> Assignment
Search the records for the word "dark" and copy every line in which it occurs.

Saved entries
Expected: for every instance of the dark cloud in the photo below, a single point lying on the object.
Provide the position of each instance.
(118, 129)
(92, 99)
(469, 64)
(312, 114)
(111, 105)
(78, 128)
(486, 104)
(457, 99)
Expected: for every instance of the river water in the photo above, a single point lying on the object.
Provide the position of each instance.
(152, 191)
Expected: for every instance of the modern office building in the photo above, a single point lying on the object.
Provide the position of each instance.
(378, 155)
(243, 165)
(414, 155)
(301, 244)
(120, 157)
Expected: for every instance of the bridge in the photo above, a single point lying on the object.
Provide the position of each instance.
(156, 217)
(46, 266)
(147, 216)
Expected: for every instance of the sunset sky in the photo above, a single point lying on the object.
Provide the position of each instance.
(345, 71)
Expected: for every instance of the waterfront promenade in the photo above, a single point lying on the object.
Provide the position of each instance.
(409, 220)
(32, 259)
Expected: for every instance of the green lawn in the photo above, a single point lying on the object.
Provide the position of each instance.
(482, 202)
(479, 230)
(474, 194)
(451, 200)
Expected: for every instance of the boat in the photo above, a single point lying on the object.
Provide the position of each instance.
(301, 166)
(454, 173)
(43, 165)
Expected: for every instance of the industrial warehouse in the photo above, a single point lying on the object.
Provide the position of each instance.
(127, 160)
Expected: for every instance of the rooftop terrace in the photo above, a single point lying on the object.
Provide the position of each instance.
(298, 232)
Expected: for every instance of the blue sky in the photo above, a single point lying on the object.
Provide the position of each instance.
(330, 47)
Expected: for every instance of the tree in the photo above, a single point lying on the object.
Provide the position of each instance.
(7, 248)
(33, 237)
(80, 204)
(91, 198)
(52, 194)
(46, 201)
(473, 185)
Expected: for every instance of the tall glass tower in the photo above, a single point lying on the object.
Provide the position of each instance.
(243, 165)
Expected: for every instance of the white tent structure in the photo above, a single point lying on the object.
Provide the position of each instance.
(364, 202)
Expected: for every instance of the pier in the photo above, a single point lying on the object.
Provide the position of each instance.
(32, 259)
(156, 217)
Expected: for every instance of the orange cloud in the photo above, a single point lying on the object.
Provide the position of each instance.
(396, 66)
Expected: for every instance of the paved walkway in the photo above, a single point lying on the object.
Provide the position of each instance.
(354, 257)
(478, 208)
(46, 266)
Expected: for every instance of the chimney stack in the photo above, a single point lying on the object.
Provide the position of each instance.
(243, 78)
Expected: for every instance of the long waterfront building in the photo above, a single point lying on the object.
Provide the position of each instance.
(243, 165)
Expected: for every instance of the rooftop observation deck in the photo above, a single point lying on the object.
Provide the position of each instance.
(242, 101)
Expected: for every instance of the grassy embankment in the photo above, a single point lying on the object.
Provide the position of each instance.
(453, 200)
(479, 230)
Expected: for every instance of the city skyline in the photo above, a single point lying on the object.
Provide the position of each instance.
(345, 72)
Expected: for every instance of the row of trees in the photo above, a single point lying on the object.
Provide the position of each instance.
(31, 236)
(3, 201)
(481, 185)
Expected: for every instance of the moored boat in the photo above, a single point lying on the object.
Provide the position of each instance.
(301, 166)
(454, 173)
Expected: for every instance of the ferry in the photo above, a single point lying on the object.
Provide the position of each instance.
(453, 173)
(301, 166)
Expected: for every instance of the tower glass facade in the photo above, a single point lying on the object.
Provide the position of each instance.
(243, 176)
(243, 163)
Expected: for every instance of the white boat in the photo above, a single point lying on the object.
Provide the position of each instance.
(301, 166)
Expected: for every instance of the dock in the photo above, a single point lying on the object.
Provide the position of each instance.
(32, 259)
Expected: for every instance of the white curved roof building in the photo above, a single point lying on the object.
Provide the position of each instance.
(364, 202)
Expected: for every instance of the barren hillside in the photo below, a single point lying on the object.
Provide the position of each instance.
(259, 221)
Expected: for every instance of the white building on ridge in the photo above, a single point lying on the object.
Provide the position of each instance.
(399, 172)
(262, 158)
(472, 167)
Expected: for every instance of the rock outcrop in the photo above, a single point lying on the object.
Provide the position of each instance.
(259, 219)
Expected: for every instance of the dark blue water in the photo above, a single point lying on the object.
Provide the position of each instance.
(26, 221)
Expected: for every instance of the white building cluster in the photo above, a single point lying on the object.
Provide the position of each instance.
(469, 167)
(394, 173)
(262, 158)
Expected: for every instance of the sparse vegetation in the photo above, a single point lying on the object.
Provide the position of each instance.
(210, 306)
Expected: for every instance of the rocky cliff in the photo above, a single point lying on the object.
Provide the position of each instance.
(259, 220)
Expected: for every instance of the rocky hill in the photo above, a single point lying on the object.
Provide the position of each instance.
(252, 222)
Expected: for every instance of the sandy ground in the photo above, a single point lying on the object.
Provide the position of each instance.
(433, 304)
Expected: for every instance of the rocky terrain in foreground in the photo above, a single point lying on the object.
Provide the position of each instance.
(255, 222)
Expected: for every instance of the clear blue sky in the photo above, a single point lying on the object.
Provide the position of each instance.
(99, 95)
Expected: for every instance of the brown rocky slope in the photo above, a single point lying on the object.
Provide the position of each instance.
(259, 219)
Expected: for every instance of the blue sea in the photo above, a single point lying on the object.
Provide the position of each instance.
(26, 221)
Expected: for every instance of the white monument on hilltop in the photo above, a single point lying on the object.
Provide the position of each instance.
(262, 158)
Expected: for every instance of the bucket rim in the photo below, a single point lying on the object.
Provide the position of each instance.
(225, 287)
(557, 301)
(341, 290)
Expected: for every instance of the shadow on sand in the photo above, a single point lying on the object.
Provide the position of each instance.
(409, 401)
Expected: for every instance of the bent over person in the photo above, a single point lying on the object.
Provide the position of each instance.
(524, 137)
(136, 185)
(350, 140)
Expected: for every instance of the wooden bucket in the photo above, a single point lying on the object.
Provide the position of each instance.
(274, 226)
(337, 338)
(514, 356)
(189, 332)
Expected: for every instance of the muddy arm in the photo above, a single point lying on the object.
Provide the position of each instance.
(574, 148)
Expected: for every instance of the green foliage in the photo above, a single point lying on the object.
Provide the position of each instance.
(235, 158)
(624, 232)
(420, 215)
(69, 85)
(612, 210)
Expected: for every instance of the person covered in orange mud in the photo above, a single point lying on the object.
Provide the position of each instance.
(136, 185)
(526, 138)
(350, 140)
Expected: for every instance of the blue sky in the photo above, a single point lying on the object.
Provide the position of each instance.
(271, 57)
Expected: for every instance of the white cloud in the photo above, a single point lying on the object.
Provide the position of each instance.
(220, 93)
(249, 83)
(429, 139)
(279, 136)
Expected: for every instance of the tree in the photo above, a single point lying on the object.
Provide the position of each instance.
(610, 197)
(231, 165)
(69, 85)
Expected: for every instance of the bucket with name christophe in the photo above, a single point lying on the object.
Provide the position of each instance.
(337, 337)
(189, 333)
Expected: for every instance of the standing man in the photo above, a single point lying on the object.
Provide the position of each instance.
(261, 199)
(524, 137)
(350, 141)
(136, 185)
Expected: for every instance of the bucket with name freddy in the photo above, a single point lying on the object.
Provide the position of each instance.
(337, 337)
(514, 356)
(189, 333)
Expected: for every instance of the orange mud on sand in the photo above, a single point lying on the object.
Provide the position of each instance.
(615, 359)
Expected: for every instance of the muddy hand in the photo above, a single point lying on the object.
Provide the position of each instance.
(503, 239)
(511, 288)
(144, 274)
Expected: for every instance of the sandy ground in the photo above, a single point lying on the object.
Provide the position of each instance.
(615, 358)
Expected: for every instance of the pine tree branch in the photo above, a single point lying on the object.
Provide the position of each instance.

> Output of the exercise
Expected: for every instance of the dark cloud in the photo below, a single point lying on the object.
Expected: for every instance of the dark blue water in the photo above, a single point lying on the object.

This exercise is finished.